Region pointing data
◇ ◇ ◇ ◇

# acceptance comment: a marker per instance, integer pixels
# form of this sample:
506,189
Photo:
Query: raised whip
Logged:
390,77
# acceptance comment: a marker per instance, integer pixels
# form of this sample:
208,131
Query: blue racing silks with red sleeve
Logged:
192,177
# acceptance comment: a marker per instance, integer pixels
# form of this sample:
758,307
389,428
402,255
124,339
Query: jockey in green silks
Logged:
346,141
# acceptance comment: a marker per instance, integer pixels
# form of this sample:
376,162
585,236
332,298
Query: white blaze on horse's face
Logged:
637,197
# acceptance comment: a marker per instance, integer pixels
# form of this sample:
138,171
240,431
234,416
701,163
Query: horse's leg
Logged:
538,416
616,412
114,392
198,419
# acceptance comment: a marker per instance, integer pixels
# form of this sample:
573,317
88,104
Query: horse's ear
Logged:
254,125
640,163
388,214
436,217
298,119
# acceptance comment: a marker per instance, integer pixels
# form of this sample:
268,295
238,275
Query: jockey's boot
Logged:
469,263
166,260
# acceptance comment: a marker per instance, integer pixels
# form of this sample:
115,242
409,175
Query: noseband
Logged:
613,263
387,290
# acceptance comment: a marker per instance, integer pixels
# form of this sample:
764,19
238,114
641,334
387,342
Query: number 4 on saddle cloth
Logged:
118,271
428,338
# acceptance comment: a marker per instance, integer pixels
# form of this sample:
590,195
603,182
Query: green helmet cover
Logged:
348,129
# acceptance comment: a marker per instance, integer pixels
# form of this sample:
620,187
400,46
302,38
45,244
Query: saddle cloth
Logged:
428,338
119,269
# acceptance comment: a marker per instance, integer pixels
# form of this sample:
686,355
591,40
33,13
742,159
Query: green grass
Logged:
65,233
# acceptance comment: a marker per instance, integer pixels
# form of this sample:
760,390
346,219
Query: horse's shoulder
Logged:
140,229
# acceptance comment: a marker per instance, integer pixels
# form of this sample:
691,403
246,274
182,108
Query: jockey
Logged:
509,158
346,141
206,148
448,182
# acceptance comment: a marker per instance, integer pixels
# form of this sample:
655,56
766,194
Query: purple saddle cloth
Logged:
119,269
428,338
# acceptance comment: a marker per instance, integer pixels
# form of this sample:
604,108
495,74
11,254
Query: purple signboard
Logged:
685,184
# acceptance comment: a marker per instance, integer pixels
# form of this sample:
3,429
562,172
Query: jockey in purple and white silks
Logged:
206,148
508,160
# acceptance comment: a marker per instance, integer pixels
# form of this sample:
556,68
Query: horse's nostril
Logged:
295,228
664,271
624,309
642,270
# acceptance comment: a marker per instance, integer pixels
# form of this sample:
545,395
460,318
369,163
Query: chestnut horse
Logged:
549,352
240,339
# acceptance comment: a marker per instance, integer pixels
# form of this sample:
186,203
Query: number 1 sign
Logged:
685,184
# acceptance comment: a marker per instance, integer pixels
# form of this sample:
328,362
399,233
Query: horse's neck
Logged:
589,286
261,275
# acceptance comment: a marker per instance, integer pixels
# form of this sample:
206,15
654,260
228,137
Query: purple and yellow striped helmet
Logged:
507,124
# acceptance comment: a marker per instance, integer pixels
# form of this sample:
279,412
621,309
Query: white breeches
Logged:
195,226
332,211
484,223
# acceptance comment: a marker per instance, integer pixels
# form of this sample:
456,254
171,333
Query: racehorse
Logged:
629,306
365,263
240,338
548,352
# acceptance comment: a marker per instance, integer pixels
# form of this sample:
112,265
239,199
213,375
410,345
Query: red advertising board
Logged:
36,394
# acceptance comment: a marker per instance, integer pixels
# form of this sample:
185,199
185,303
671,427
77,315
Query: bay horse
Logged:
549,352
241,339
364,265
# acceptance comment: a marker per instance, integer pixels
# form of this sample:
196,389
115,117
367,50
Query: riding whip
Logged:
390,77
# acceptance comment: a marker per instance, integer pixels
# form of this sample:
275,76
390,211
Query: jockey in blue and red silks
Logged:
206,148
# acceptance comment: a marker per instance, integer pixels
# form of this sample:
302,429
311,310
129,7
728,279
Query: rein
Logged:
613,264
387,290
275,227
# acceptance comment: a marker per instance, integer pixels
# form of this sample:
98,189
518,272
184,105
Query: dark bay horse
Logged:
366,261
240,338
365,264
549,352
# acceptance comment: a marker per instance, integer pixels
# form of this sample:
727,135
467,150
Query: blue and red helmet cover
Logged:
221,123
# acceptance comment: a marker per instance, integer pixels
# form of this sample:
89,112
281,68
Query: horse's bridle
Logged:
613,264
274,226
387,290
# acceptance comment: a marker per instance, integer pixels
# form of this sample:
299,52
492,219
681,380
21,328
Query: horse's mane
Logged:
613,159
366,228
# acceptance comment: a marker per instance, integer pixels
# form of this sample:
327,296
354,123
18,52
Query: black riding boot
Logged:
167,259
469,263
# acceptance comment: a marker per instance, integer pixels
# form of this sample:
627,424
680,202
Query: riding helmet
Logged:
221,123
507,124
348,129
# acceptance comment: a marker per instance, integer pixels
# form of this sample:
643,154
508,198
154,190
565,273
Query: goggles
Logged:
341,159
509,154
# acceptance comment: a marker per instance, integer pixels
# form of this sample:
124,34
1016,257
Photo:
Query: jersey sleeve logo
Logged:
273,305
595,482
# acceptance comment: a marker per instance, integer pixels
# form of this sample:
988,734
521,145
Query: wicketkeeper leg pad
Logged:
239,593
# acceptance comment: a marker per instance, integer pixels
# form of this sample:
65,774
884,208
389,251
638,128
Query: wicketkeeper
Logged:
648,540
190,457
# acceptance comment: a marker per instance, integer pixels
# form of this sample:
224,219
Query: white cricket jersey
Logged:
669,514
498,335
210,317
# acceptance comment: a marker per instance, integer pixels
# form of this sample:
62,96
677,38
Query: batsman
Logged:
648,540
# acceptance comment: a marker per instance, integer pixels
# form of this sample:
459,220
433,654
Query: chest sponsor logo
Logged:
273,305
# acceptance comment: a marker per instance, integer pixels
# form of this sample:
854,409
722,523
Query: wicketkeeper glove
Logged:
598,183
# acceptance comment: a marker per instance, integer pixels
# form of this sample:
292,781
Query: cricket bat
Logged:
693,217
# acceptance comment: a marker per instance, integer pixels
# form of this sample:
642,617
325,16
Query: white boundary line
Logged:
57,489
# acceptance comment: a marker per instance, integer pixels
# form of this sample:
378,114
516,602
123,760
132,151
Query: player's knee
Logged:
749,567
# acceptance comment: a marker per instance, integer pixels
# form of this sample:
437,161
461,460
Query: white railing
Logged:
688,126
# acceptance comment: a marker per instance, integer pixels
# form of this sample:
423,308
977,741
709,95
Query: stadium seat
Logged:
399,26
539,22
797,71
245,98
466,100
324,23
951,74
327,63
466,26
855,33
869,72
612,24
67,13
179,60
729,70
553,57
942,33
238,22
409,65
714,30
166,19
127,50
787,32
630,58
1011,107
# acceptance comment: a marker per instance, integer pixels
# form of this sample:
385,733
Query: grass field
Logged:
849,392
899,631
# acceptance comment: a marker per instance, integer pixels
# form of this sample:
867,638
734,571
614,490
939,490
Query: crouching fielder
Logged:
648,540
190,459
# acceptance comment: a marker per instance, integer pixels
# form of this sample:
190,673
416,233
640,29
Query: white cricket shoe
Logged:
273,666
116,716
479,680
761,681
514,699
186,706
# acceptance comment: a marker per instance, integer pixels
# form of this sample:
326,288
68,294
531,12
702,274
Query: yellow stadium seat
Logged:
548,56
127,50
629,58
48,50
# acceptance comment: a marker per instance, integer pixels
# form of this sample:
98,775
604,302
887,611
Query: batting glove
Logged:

◇ ◇ ◇ ◇

EXERCISE INSTRUCTIONS:
Output all of the data again. Match it exactly.

TASK RESPONSE:
# acceptance comment: a marker per instance, integer pixels
# form of this sample:
506,189
Photo:
Query: raised whip
Logged:
390,77
# acceptance comment: a marker per instance, integer pixels
# form of this sample:
208,131
Query: blue racing silks with red sleeve
Logged:
192,177
# acceptance comment: a marker per instance, integer pixels
# form of this sample:
758,307
389,428
402,255
124,339
Query: jockey in green silks
Logged:
346,141
# acceptance comment: a marker per instance, integer pixels
# form of this sample:
376,162
585,236
332,298
Query: white blaze on horse's face
Logged:
637,197
# acceptance comment: a marker per instance, integer pixels
# form of this sample:
138,171
240,431
234,416
701,163
Query: horse's leg
Logged:
538,416
616,412
114,392
198,419
# acceptance comment: a marker per instance, integer pixels
# form of this sample:
573,317
88,104
Query: horse's ear
Logged:
254,125
640,163
388,214
436,217
298,119
# acceptance comment: a marker per instance, integer pixels
# form of this sample:
268,295
238,275
Query: jockey's boot
Logged:
469,263
166,260
# acceptance comment: a marker per instance, integer pixels
# form of this sample:
115,242
409,175
Query: noseband
Logged:
613,263
387,290
# acceptance comment: a marker per instance, integer pixels
# form of this sample:
764,19
238,114
641,334
387,342
Query: number 4 on saddle cloth
Logged:
118,271
428,338
# acceptance comment: a marker per instance, integer pixels
# form of this sample:
590,195
603,182
Query: green helmet cover
Logged:
348,129
# acceptance comment: a marker per instance, integer pixels
# form of this sample:
620,187
400,46
302,38
45,244
Query: saddle cloth
Logged:
428,338
119,269
# acceptance comment: a marker per instance, integer pixels
# form of this sample:
686,355
591,40
33,13
742,159
Query: green grass
Logged:
65,233
# acceptance comment: a marker per instance, integer pixels
# form of this sample:
760,390
346,219
Query: horse's shoulder
Logged:
140,229
# acceptance comment: a marker per instance, integer pixels
# form of this sample:
691,403
246,274
182,108
Query: jockey
Logged:
509,158
346,141
206,148
448,182
# acceptance comment: a marker per instance, integer pixels
# form of this sample:
655,56
766,194
Query: purple saddle cloth
Logged:
119,269
428,338
# acceptance comment: a marker per instance, integer pixels
# form of this sample:
604,108
495,74
11,254
Query: purple signboard
Logged:
685,184
# acceptance comment: a marker per instance, integer pixels
# form of this sample:
3,429
562,172
Query: jockey in purple and white silks
Logged:
206,148
508,160
# acceptance comment: a marker per instance, integer pixels
# form of this sample:
556,68
Query: horse's nostril
Logged:
295,228
664,271
624,309
642,270
# acceptance comment: a marker per instance, integer pixels
# form of this sample:
545,395
460,318
369,163
Query: chestnut horse
Logged:
549,352
240,339
# acceptance comment: a marker per instance, integer pixels
# form of this sample:
186,203
Query: number 1 sign
Logged:
685,184
# acceptance comment: a marker per instance, integer pixels
# form of this sample:
328,362
399,233
Query: horse's neck
Logged:
589,286
261,275
# acceptance comment: a marker per instance, integer pixels
# form of this sample:
206,15
654,260
228,137
Query: purple and yellow striped helmet
Logged:
507,124
# acceptance comment: a marker per instance, integer pixels
# form of this sample:
279,412
621,309
Query: white breeches
Logged:
195,226
332,211
484,223
# acceptance comment: a marker per instance, integer pixels
# form of this sample:
456,254
171,333
Query: racehorse
Logged:
629,306
365,263
240,338
548,352
# acceptance comment: a marker per instance, integer pixels
# form of this sample:
112,265
239,199
213,375
410,345
Query: red advertising board
Logged:
36,394
# acceptance comment: a marker per instance, integer pixels
# form of this sample:
185,199
185,303
671,427
77,315
Query: bay horse
Logged:
549,352
241,339
364,265
# acceptance comment: a marker per instance, integer pixels
# form of this sample:
196,389
115,117
367,50
Query: riding whip
Logged:
390,77
# acceptance comment: a marker per instance, integer pixels
# form of this sample:
275,76
390,211
Query: jockey in blue and red silks
Logged:
206,148
# acceptance comment: a marker per instance, integer pixels
# form of this sample:
302,429
311,310
129,7
728,279
Query: rein
Logged:
613,264
387,290
275,227
# acceptance comment: a marker per instance, integer pixels
# form of this sample:
98,189
518,272
184,105
Query: dark bay horse
Logged:
366,261
240,338
365,264
549,352
# acceptance comment: a marker per instance, integer pixels
# form of this sample:
727,135
467,150
Query: blue and red helmet cover
Logged:
221,123
# acceptance comment: a marker per instance, integer pixels
# form of this sample:
89,112
281,68
Query: horse's bridle
Logged:
613,264
274,226
387,290
# acceptance comment: a marker per instance, integer pixels
# form of this sample:
299,52
492,219
681,380
21,328
Query: horse's mane
Logged:
613,159
366,228
# acceptance comment: a marker per instance, integer pixels
# form of this sample:
327,296
354,123
18,52
Query: black riding boot
Logged:
167,259
469,263
# acceptance comment: a marker per instance, integer pixels
# form of this sample:
627,424
680,202
Query: riding helmet
Logged:
221,123
507,124
348,129
# acceptance comment: a marker per instance, integer pixels
# form of this sample:
643,154
508,198
154,190
565,273
Query: goggles
Logged:
341,159
509,154
# acceptance comment: a marker per instance, integer pixels
# form of this sample:
124,34
1016,257
Photo:
Query: jersey sleeve logo
Logged:
273,305
595,482
# acceptance comment: a marker per instance, integer pixels
# form of this sample:
988,734
521,145
Query: wicketkeeper leg pad
Logged:
239,593
# acceptance comment: a marker per instance, integer pixels
# form of this sample:
65,774
884,208
389,251
638,128
Query: wicketkeeper
Logged:
648,540
190,457
# acceptance comment: a marker per instance, integer pixels
# form of this sample:
224,219
Query: white cricket jersey
Logged:
669,514
498,335
210,317
# acceptance comment: a marker per instance, integer pixels
# form of this sample:
62,96
677,38
Query: batsman
Logged:
648,540
# acceptance comment: a marker per instance, integer pixels
# form of this sample:
459,220
433,654
Query: chest sponsor logo
Logged:
273,305
# acceptance comment: a marker per instance, integer pixels
# form of this sample:
854,409
722,523
Query: wicketkeeper glove
Logged:
598,183
# acceptance comment: a marker per instance, integer pixels
# form of this sample:
292,781
Query: cricket bat
Logged:
693,217
# acceptance comment: a marker per instance, integer pixels
# form of this sample:
642,617
325,16
Query: white boundary line
Logged:
57,489
# acceptance comment: a marker per instance, integer pixels
# form of this sample:
378,114
516,602
123,760
132,151
Query: player's knee
Logged:
749,567
# acceptance comment: a marker per instance, integer pixels
# form of this sample:
437,161
461,460
Query: white railing
Logged:
688,126
# acceptance comment: a marker per instance, integer pixels
# form of this sample:
423,308
977,741
709,95
Query: stadium seat
Logged:
399,26
539,22
797,71
245,98
466,100
324,23
951,74
327,63
466,26
855,33
869,72
612,24
67,13
179,60
729,70
553,57
942,33
238,22
409,65
714,30
166,19
127,50
787,32
630,58
1011,107
# acceptance comment: a marker per instance, integer pixels
# form of this sample:
385,733
Query: grass field
Logged:
849,392
899,631
# acceptance comment: a marker per instance, integer pixels
# form of this sample:
867,638
734,571
614,490
939,490
Query: crouching fielder
Logged:
648,540
190,459
# acceptance comment: a marker per instance, integer pixels
# form of this sample:
190,673
416,233
640,29
Query: white cricket shoe
Logged:
273,666
116,716
479,680
761,681
514,699
186,706
# acceptance comment: a marker per instance, integer pixels
# form of this sample:
326,288
68,294
531,12
702,274
Query: yellow stadium seat
Logged:
548,56
127,50
629,58
48,50
# acceptance comment: a marker per instance, integer pixels
# form of this sample:
98,775
604,302
887,611
Query: batting glove
Logged:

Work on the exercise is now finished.